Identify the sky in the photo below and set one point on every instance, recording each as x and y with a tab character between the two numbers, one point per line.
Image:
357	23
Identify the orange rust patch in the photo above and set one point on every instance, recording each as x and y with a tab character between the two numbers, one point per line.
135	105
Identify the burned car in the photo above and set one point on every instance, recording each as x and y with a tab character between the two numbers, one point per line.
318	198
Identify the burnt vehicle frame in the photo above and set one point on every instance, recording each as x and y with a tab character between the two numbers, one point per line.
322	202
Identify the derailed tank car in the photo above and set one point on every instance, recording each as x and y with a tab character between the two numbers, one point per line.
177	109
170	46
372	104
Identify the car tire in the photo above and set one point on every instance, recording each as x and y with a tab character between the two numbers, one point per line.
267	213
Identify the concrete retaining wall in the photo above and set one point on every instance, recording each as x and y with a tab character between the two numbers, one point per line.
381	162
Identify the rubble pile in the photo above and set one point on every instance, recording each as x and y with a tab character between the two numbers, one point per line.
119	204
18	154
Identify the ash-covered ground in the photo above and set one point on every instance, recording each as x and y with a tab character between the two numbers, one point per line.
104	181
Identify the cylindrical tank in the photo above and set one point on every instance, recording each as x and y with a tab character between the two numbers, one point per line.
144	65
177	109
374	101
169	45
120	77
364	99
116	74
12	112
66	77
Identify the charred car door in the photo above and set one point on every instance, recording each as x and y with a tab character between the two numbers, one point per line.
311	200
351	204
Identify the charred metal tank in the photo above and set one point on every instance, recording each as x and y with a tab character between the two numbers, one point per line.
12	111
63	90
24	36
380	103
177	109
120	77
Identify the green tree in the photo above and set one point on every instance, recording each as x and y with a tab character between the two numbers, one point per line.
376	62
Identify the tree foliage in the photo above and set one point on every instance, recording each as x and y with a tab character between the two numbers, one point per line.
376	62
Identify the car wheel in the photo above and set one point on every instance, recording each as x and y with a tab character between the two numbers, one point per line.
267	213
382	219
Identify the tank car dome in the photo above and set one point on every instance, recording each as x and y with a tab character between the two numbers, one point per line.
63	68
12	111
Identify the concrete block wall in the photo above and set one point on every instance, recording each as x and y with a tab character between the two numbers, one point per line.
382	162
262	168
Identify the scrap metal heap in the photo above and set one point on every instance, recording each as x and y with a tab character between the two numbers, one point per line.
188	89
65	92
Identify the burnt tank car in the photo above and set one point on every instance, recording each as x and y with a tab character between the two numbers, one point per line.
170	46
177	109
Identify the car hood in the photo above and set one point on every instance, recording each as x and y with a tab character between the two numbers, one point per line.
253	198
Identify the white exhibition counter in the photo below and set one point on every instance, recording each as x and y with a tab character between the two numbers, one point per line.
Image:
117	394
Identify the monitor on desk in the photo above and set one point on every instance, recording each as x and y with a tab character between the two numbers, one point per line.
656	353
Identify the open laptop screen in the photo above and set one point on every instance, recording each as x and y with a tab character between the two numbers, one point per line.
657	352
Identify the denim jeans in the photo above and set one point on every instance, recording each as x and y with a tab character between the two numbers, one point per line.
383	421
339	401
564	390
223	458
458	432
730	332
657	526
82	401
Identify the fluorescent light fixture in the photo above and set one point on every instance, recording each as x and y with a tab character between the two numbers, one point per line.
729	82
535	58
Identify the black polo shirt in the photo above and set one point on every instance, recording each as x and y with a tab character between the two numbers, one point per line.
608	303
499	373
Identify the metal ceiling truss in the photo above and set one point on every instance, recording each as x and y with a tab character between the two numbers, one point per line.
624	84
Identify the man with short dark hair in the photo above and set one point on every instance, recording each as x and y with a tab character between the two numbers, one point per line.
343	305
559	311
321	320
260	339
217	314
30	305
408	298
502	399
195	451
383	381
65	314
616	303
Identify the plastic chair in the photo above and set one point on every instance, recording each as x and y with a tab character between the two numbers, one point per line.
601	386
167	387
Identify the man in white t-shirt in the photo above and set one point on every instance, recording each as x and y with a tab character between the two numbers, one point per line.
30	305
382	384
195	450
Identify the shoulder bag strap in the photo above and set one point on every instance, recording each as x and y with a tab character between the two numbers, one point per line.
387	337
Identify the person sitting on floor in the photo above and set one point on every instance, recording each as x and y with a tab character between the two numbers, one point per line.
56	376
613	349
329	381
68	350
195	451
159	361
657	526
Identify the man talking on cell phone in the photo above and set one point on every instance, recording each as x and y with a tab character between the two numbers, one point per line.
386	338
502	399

===============

Short exercise -
Please render every one of the records above as a two-column CSV with the header instruction,points, giving one row per record. Put each record's text in the instruction column and its answer in the points column, quoting both fields and turning any line breaks into spaces.

Task answer -
instruction,points
"Identify the sky in the photo below and set one point on every instance, recording each as x and y with a tab character between the two numbers, one point per line. Image:","357	23"
"Identify the orange rust patch in the photo above and set one point on every instance, recording each as x and y with a tab character between the two numbers, one point per line.","135	105"
"Identify the burned car in the photo above and set one point on every instance, recording each as x and y with a tab character between the two numbers, one point per line.","318	198"
"Identify the burnt vehicle frame in the photo above and set one point on every instance, recording each as x and y with a tab character between the two numbers, one point per line.","322	202"
"Identify the derailed tank car in the photo above and set one point on every instance, recording each as x and y with a tab character between the two numbers, one point per line.","177	109 170	46 372	104"
"Identify the car tire in the photo above and set one point on every instance, recording each as x and y with a tab character between the two numbers, one point per line.","267	213"
"Identify the concrete retaining wall in the photo above and set one point on every instance, recording each as x and y with a tab character between the two numbers, one point per line.","381	162"
"Identify the rubble pile in the photo above and set one point on every instance, recording each as x and y with a tab character between the two numbers, one point per line.","119	204 18	154"
"Identify the ash-covered ground in the photo above and set one point on every instance, recording each as x and y with a tab character between the two numbers, one point per line.","104	181"
"Identify the cylindrical tank in the photo above and set one point on every instance, recording each as x and y with a tab character between the two numbers, one point per line.","144	65 177	109 374	101 169	45 120	77 364	99 116	74 12	112 66	77"
"Identify the charred car door in the photo above and set one point on every instance, recording each as x and y with a tab character between the two numbers, one point per line.","311	200 351	204"
"Identify the charred metal tank in the photo above and set one point on every instance, recording each as x and y with a tab character between the two numbers, one point per line.","12	111 63	90 24	36 380	103 177	109 120	77"
"Identify the green tree in the photo above and set one point on every instance, recording each as x and y with a tab character between the two numbers, one point per line.","376	62"
"Identify the tree foliage in the photo above and set one point on every instance, recording each as x and y with a tab character between the two numbers, one point per line.","376	62"
"Identify the car wheel in the photo above and set one point on every instance, recording each as x and y with a tab character between the two numbers, one point per line.","267	213 382	219"
"Identify the tank car dome in the photo above and set one point on every instance, recording each as x and y with a tab character between the two numbers, one point per line.","63	68 12	111"
"Identify the concrete block wall in the photo above and set one point on every instance, recording each as x and y with a tab character between the two numbers, one point per line.","382	162 262	168"
"Identify the scrap metal heap in the photo above and set one point on every instance, recording each as x and y with a tab character between the two numbers, one point per line.","188	89 65	92"
"Identify the burnt tank car in the photo above and set one point on every instance, recording each as x and y with a tab character between the two numbers, one point per line.","170	46 177	109"
"Identify the car hood in the photo above and set one point on every instance, recording each as x and y with a tab character between the two numbers, one point per line.","253	198"
"Identify the white exhibition counter in the photo below and set one point on every instance, recording each as x and y with a tab character between the two numbers, one point per line. Image:","117	394"
"Identify the monitor on desk in the photo above and set one point on every instance, recording each as x and y with a tab character between the two numbers, one point per line.","656	353"
"Identify the open laptop screen in the photo above and set one point on every instance, recording each as x and y with a tab character between the two numbers, one point per line.","657	352"
"Identify the denim jeans in the photo above and set one point on every instance, recording each as x and y with a tab character between the two numbers, one point per line.","383	421 339	401 564	390 223	458 458	432 730	332 657	526 82	401"
"Identify the fluorescent light fixture in the photo above and set one point on every instance, recording each as x and y with a tab character between the two numbers, one point per line.","729	82 535	58"
"Identify the black polo shirt in the photo above and set one point on every instance, recording each as x and y with a tab character between the two numbers, one point per line.","608	303 499	373"
"Identify the metal ceiling truss in the photo above and set one point on every instance, recording each as x and y with a tab character between the two numbers, one point per line.","624	84"
"Identify the man with short dark hair in the photo above and set one point on every instance, recording each as x and y with a tab character between the two numbers, one point per line.","343	305 559	311 321	320 260	339 217	314 30	305 408	298 502	399 195	451 383	381 65	314 616	303"
"Identify the plastic chair in the photo above and set one point on every instance, recording each as x and y with a tab character between the two numbers, one point per line.","601	386 167	387"
"Identify the man in white t-shirt in the photo above and set one point on every instance, recording each as x and y with a tab character between the two numbers, one point per line.","30	305 382	384 195	450"
"Identify the shoulder bag strap in the photo above and set one point on every instance, recording each as x and y with a tab character between the two numbers, one point per line.","387	337"
"Identify the person sitting on floor in the photo above and set one point on every instance, recording each as x and y with a tab character between the two numbers, one point per line.","56	376 613	349 329	381 68	350 195	451 159	361 657	526"
"Identify the man talking on cell phone in the photo above and set one point on every instance, recording each as x and y with a tab character between the two numbers, one point per line.","386	338 502	399"